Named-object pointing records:
===============

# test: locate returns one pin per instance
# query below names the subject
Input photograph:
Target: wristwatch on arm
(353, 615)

===============

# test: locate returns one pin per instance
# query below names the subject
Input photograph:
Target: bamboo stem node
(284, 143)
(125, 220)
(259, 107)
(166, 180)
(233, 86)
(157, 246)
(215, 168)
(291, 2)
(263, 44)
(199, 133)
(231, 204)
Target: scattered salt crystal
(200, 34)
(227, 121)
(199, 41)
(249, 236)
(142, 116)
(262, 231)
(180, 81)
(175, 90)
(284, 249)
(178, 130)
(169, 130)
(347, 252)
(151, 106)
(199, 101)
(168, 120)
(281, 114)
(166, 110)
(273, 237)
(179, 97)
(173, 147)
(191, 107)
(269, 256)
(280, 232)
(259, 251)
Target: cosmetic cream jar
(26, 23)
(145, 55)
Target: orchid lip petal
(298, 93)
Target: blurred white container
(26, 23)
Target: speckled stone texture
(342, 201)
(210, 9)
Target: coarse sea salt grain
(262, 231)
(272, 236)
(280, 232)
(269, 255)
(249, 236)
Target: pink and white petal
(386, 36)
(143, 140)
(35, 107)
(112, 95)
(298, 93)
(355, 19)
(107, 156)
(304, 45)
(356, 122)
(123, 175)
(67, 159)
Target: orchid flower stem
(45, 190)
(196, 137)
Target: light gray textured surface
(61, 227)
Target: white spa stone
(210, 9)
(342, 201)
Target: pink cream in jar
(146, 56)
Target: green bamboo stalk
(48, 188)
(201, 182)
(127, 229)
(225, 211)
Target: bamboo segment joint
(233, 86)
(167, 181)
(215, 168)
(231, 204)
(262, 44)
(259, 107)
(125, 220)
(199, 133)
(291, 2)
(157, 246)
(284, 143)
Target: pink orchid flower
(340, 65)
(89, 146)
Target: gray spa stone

===============

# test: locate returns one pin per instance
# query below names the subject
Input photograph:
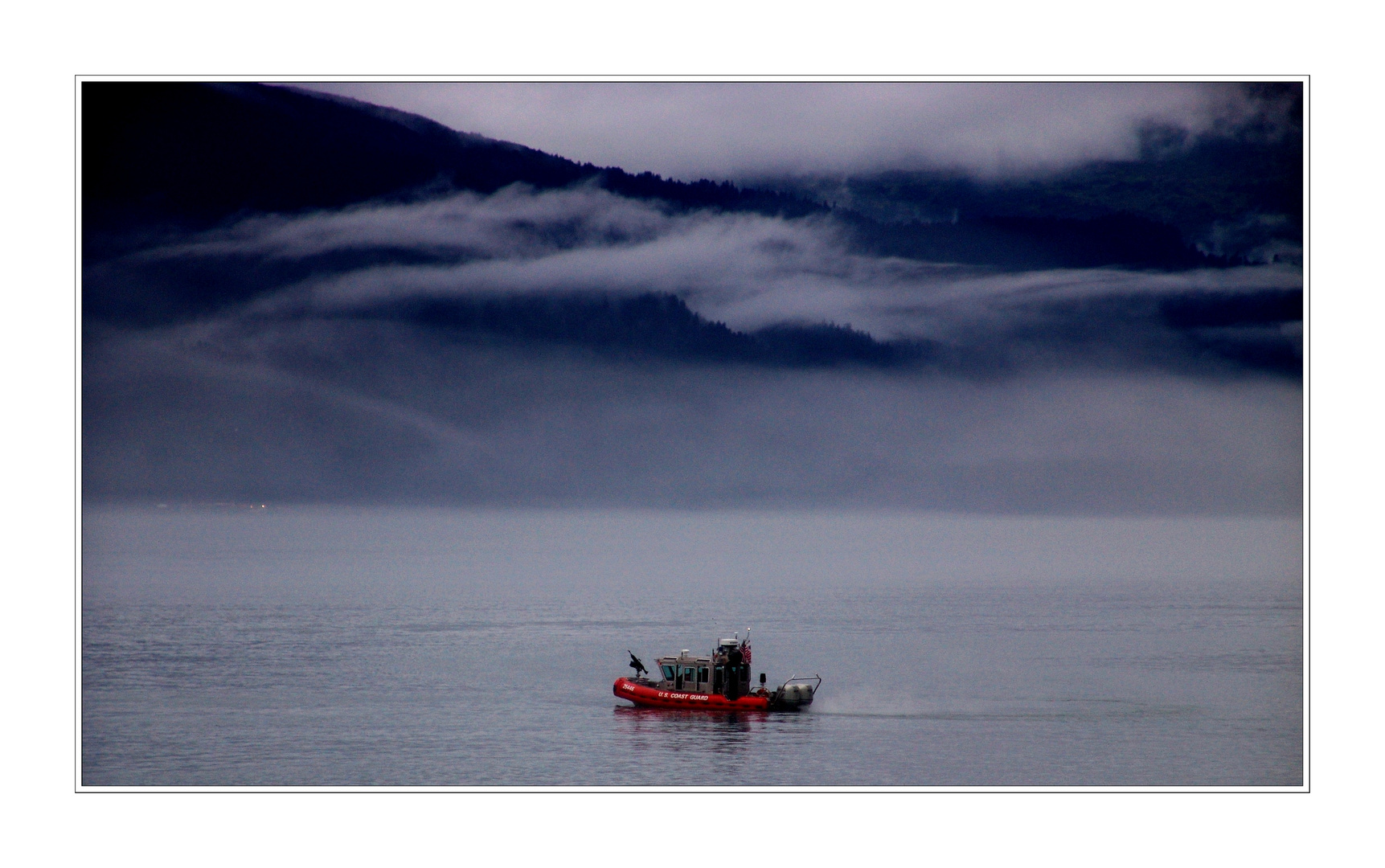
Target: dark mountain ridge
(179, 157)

===============

Work to complete: Copy verbatim every line of the material from the line with "Target: orchid flower stem" to the line with "Target: gray spa stone", including both of those lines.

Problem solution:
Target: orchid flower stem
(45, 190)
(196, 137)
Target: light gray textured surface
(61, 227)
Target: white spa stone
(210, 9)
(342, 201)
Target: pink cream in jar
(146, 56)
Target: green bamboo stalk
(48, 188)
(201, 182)
(127, 229)
(225, 211)
Target: bamboo segment joint
(233, 86)
(167, 181)
(215, 168)
(231, 204)
(262, 44)
(259, 107)
(125, 220)
(199, 133)
(291, 2)
(157, 246)
(284, 143)
Target: pink orchid flower
(340, 65)
(89, 146)
Target: gray spa stone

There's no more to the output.